### [WHAT THE TASK ASKS]
Copy every line, leaving nothing out and adding nothing.

### [SUPPLIED ENTRIES]

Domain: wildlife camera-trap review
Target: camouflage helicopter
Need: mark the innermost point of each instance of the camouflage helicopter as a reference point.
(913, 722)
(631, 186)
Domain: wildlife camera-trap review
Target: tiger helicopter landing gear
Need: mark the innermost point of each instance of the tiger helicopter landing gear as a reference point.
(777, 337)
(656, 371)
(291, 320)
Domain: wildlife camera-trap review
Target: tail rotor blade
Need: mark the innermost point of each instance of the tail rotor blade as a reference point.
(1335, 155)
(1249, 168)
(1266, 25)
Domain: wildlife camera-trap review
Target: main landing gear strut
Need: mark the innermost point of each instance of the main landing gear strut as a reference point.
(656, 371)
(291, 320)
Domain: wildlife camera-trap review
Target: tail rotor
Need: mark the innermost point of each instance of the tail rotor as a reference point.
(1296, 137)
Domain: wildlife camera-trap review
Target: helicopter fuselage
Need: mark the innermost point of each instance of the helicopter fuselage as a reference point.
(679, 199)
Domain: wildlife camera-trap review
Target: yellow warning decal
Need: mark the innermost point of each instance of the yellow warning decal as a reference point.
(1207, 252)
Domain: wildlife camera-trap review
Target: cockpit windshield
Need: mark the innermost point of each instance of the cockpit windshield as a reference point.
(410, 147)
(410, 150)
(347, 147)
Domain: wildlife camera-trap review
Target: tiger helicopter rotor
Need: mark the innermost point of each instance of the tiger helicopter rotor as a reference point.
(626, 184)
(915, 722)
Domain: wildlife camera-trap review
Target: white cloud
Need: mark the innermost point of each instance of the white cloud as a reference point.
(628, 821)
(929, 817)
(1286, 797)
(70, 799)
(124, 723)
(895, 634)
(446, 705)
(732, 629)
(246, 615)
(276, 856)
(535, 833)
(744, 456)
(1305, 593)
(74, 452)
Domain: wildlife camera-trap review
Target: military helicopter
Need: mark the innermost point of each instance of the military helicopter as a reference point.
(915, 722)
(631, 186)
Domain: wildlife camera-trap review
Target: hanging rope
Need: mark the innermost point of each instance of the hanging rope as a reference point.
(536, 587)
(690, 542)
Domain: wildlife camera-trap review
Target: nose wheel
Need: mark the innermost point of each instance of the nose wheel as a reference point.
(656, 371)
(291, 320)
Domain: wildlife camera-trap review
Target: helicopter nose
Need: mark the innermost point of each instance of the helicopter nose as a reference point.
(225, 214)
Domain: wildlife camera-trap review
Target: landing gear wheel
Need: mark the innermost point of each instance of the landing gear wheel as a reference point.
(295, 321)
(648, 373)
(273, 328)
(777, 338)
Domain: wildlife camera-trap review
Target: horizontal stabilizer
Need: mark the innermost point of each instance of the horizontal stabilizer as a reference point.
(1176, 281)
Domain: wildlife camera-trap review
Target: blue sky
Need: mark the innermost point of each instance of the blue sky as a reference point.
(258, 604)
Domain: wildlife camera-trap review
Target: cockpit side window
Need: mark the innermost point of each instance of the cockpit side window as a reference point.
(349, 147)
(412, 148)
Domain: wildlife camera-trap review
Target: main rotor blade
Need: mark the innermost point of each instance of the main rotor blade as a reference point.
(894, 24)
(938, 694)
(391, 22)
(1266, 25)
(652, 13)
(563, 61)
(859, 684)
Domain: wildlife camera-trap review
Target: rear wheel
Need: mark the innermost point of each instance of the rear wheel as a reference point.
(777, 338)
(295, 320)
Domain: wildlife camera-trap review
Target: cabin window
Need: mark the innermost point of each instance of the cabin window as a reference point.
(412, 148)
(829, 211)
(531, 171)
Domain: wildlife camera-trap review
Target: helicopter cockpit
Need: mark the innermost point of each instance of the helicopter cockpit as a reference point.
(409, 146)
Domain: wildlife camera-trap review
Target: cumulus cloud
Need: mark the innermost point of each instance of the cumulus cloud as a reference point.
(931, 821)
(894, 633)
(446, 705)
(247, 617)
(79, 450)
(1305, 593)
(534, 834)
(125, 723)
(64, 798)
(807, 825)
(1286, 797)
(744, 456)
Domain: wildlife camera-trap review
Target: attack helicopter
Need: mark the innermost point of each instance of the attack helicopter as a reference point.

### [ANSWER TO THIS TASK]
Domain: wildlife camera-trap review
Target: camouflage helicopter
Need: mark the innermost point of each instance of the camouflage helicopter as a reference point.
(913, 722)
(631, 186)
Domain: wildlife camera-trap review
Target: tiger helicopter landing gear
Need: mark the innermost point of each instance of the tiger helicopter landing gear as a reference point.
(777, 337)
(656, 371)
(291, 320)
Domain: wildlife camera-trap review
Target: tail rotor blade
Need: mark the innermost point of each instance of the tail rotor blade as a reference point.
(1335, 155)
(1249, 168)
(1266, 25)
Domain: wildlife camera-trap review
Target: main landing gear strut
Need: mark the innermost point of each instance of the main landing gear strut as a reference point.
(656, 371)
(291, 320)
Domain: wildlife camera-trap review
Target: tail rotor
Need: mark the innermost point of each instance of the tail rotor as a reference point.
(1296, 137)
Domain: wildlife camera-trap review
Target: helicopter fuselage
Need: mark the innermost point of each instance of the helicopter fuselage as a reference point.
(679, 199)
Domain: wildlife camera-trap review
Target: yellow warning decal
Need: mark the innermost point of each instance of the yellow warning decal as a reference point.
(1207, 252)
Domain: wildlife camera-trap review
Target: cockpit windshield
Need: mark the innermost point of each instance of the cockpit windshield as a reference point.
(410, 147)
(410, 150)
(347, 147)
Domain: wildlife camera-trap review
Target: tiger helicopter rotor
Need: mark the innermost point of each instance of the tiger helicopter rotor as a reference point.
(626, 184)
(915, 722)
Domain: wildlife camera-trap review
Target: white cloud
Need: mark the innermost point of each instance of the white cloud as a reference point.
(628, 821)
(929, 817)
(1286, 797)
(70, 799)
(124, 723)
(895, 634)
(446, 705)
(732, 629)
(246, 615)
(276, 856)
(535, 833)
(744, 456)
(1305, 593)
(74, 452)
Domain: wildlife camera-trap review
Target: military helicopter
Need: mark the innermost point of each instance of the military helicopter as a reference point.
(915, 722)
(631, 186)
Domain: wildlife camera-trap review
Target: hanging rope
Need: mark the innermost point of each instance of the hanging rope as a reference point.
(536, 587)
(690, 542)
Domain: wildlife camera-trap review
Target: nose wheel
Need: mark the innermost point of each instance of the nose wheel as a reference point.
(656, 371)
(291, 320)
Domain: wildlife camera-trap review
Target: helicopter nose
Need: mark the innermost point of each instance of the helicopter nose as a reference point.
(225, 214)
Domain: wildlife camera-trap review
Target: landing gear wheel
Need: mark the innermost point of each instance of the landing gear wheel as a reference point.
(295, 321)
(648, 373)
(273, 328)
(777, 338)
Domain: wildlife camera-trap review
Target: horizontal stabilizer
Need: mark the innermost point of each instance of the horizontal stabilizer as a reference point.
(1176, 281)
Domain: wildlife camera-trap review
Target: blue sky
Need: mark the innermost point of each instance of the blue sky as a reference point.
(258, 604)
Domain: wildlife camera-trap review
Target: cockpit side window
Need: mark the innermost point of each instance of the cockpit side window as a reference point.
(349, 147)
(412, 148)
Domain: wildlife camera-trap review
Target: main rotor blade
Need: mark the innermost point of each instance of the main rotor blade as a reference point.
(894, 24)
(938, 694)
(391, 22)
(1266, 25)
(652, 13)
(563, 61)
(859, 684)
Domain: wildlife camera-trap review
Target: rear wheel
Need: mark the innermost point of each instance of the rear wheel as a reference point.
(777, 338)
(295, 320)
Domain: wildlife camera-trap review
Target: cabin window
Need: mark the innermost point of each instance of the cabin window as a reference point.
(412, 148)
(829, 211)
(531, 171)
Domain: wildlife camera-trap review
Target: helicopter cockpit
Need: mark the innermost point of each instance of the helicopter cockpit as a reference point.
(409, 146)
Domain: wildlife camera-trap review
Target: cumulus cloud
Need: mark the innermost point of each instance of the cumulus cloud as a reference point.
(931, 821)
(894, 633)
(446, 705)
(247, 617)
(79, 450)
(1305, 593)
(534, 834)
(125, 723)
(64, 798)
(807, 825)
(1286, 797)
(744, 456)
Domain: wildlife camera-trap review
Target: attack helicopter
Need: mark the innermost point of each instance of the attack helicopter as a reference point.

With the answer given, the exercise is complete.